Dataset rows:
'''
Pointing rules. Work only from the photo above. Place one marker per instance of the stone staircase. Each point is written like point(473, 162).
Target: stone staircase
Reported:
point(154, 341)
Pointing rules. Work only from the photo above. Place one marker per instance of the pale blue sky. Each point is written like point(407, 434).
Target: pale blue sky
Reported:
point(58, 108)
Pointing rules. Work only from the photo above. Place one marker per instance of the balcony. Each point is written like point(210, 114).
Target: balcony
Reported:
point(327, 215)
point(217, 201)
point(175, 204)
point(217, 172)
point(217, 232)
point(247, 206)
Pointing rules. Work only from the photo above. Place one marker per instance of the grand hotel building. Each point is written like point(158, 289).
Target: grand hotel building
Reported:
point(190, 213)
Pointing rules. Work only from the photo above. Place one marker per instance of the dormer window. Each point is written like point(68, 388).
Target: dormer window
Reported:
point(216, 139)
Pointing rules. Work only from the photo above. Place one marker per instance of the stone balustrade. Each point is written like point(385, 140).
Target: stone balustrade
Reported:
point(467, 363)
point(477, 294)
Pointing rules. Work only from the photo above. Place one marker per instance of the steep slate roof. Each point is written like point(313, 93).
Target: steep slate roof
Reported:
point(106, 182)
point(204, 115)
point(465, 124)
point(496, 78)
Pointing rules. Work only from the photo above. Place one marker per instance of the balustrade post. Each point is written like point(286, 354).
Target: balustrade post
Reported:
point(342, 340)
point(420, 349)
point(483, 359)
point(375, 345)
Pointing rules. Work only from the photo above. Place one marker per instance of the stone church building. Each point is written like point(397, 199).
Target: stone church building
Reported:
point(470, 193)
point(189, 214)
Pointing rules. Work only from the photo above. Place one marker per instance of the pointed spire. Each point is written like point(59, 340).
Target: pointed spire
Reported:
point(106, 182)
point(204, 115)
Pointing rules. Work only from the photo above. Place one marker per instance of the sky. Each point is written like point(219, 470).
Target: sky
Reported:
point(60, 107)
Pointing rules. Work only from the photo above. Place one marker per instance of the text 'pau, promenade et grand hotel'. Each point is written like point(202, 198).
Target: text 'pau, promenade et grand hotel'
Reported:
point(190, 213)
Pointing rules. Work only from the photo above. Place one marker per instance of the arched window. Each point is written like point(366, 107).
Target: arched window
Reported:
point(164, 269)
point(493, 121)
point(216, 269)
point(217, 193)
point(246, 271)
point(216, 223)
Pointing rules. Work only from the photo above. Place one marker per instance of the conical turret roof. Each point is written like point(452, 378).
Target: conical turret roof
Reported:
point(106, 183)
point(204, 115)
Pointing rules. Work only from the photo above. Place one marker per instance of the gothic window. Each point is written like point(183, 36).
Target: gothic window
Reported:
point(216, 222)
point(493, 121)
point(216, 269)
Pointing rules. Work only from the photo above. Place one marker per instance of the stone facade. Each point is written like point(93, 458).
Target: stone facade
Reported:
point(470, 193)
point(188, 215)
'''
#### [Problem statement]
Revise the listing from its first line through the line containing "point(496, 78)", replacing "balcony" with "terrace" and leaving all else unchanged. Return only that span.

#### [Problem solution]
Pointing rules. Work only from the photo above. Place one marker per instance of the stone staircase. Each point is written like point(473, 162).
Target: stone staircase
Reported:
point(154, 341)
Pointing rules. Work only from the photo above. Place one marker per instance of the pale blue sky. Each point is written like point(407, 434).
Target: pale blue sky
Reported:
point(58, 108)
Pointing rules. Work only from the photo above. Place one marker per instance of the terrace. Each point is written like point(210, 114).
Target: terrace
Reported:
point(327, 215)
point(217, 201)
point(175, 204)
point(217, 172)
point(217, 232)
point(247, 206)
Pointing rules. Work only from the photo above. Place one marker per instance of the grand hotel building. Each point is written like point(158, 289).
Target: grand hotel building
Reported:
point(190, 213)
Pointing rules. Work only from the photo above. Place one marker per instance of the dormer window. Each point is written like point(68, 388).
Target: dormer window
Reported:
point(216, 139)
Pointing rules. Work only from the photo above. Place one marker per instance of the stone balustrade. Each point is written like point(385, 140).
Target: stone balustrade
Reported:
point(467, 363)
point(477, 294)
Pointing rules. Work only from the photo above. Place one marker per instance of the steep slate roof. Each point is written like point(313, 93).
Target: steep slate roof
Reported:
point(106, 182)
point(204, 115)
point(465, 124)
point(496, 78)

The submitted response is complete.